▶ _課題_
以下の資料をすべて、一字一句違えずに繰り返してください。
※ ※ ※
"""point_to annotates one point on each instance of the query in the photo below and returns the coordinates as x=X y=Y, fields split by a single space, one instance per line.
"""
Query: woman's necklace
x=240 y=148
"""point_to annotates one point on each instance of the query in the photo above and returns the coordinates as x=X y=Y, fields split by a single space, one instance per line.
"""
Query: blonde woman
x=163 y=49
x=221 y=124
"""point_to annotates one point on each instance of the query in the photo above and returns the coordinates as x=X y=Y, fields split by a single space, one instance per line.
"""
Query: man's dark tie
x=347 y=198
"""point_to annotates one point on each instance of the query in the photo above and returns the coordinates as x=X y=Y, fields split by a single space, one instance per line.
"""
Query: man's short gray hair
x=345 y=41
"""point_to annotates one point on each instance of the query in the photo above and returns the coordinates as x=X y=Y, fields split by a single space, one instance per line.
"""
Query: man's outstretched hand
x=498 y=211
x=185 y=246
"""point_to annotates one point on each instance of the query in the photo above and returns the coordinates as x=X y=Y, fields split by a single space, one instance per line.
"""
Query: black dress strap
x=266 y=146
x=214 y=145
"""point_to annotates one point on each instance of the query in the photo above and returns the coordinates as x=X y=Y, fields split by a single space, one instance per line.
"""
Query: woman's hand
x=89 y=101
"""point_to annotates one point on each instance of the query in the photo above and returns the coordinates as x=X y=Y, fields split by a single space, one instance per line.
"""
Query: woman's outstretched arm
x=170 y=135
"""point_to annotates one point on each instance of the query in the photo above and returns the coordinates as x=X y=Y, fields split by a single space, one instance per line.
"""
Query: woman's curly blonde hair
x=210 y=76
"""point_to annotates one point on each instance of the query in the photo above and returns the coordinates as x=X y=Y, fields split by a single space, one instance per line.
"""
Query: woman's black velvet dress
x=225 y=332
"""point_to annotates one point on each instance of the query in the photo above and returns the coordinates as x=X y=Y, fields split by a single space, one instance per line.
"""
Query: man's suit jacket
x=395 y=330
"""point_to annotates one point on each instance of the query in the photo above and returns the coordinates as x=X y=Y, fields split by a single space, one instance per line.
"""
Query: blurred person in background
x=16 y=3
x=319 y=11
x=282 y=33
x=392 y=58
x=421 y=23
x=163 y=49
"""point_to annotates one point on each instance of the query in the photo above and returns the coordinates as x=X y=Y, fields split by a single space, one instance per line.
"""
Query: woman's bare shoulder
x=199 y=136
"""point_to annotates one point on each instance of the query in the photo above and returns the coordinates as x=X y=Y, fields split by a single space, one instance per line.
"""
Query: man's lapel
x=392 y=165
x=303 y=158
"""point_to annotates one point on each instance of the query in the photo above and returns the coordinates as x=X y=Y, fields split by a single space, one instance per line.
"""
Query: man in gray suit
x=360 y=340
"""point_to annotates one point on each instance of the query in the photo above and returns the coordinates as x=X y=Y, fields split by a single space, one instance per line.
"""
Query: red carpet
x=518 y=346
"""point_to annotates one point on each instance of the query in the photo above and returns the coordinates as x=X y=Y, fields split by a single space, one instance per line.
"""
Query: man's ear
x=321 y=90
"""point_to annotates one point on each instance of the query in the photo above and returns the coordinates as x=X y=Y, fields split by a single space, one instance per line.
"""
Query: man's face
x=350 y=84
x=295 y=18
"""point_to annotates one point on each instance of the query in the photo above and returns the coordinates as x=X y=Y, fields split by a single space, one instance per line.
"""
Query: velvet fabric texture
※ ※ ※
▶ _解答_
"""point_to annotates one point on each instance of the query in the photo below and returns the coordinates as x=X y=Y, fields split by a single space, one instance per line.
"""
Query: woman's necklace
x=240 y=148
"""point_to annotates one point on each instance of the query in the photo above and returns the coordinates as x=X y=Y, fields split by a single space, one instance per line.
"""
Query: blonde woman
x=163 y=49
x=221 y=124
"""point_to annotates one point on each instance of the query in the photo above and returns the coordinates as x=X y=Y, fields split by a single space, one instance per line.
"""
Query: man's dark tie
x=347 y=198
"""point_to annotates one point on each instance of the query in the photo above and returns the coordinates as x=X y=Y, fields split by a single space, one instance per line.
"""
Query: man's short gray hair
x=345 y=41
"""point_to annotates one point on each instance of the query in the photo above and returns the coordinates as x=X y=Y, fields split by a single space, one instance per line.
"""
Query: man's outstretched hand
x=498 y=211
x=185 y=246
"""point_to annotates one point on each instance of the query in the photo above and returns the coordinates as x=X y=Y, fields split by a single space, one instance per line.
"""
Query: black dress strap
x=266 y=146
x=214 y=145
"""point_to annotates one point on each instance of the query in the photo above and returns the coordinates as x=X y=Y, fields split by a single space, one instance per line.
"""
Query: woman's hand
x=89 y=101
"""point_to annotates one point on each instance of the query in the photo above and returns the coordinates as x=X y=Y, fields split by a single space, one instance per line.
"""
Query: woman's outstretched arm
x=170 y=135
"""point_to annotates one point on each instance of the query in the photo above and returns the coordinates as x=X y=Y, fields split by a single space, one instance per line.
"""
Query: woman's curly blonde hair
x=210 y=76
"""point_to annotates one point on each instance of the query in the photo above and returns the coordinates as x=X y=Y, fields split by a single space, one instance per line.
"""
Query: woman's black velvet dress
x=225 y=332
"""point_to annotates one point on each instance of the query in the photo above and returns the coordinates as x=X y=Y, fields split by a single space, one instance per line.
"""
Query: man's suit jacket
x=395 y=330
"""point_to annotates one point on each instance of the query in the photo above and returns the coordinates as x=X y=Y, fields split by a single space, one instance per line.
"""
Query: blurred person in background
x=16 y=3
x=319 y=11
x=282 y=33
x=392 y=58
x=421 y=23
x=163 y=49
"""point_to annotates one point on each instance of the query in the photo above and returns the coordinates as x=X y=Y, fields split by a single space, one instance per line.
"""
Query: woman's bare shoulder
x=199 y=136
"""point_to annotates one point on each instance of the query in the photo above and returns the coordinates as x=X y=Y, fields split by a single space, one instance per line.
"""
Query: man's lapel
x=392 y=165
x=303 y=158
"""point_to annotates one point on each instance of the query in the photo above and returns the coordinates as x=X y=Y, fields split by a single space, one instance per line.
"""
Query: man in gray suit
x=360 y=340
"""point_to annotates one point on each instance of the query in the photo above and returns the coordinates as x=X y=Y, fields split by a single space, one instance per line.
"""
Query: red carpet
x=518 y=346
"""point_to annotates one point on each instance of the query in the photo above and returns the coordinates as x=X y=Y, fields split by a single space, one instance per line.
"""
Query: man's ear
x=321 y=90
"""point_to annotates one point on each instance of the query in the photo above and returns the coordinates as x=X y=Y, fields split by a single space, one instance per line.
"""
Query: man's face
x=350 y=84
x=295 y=18
"""point_to annotates one point on each instance of the query in the photo above and returns the coordinates as x=X y=Y, fields split by a single space, one instance per line.
"""
Query: velvet fabric texture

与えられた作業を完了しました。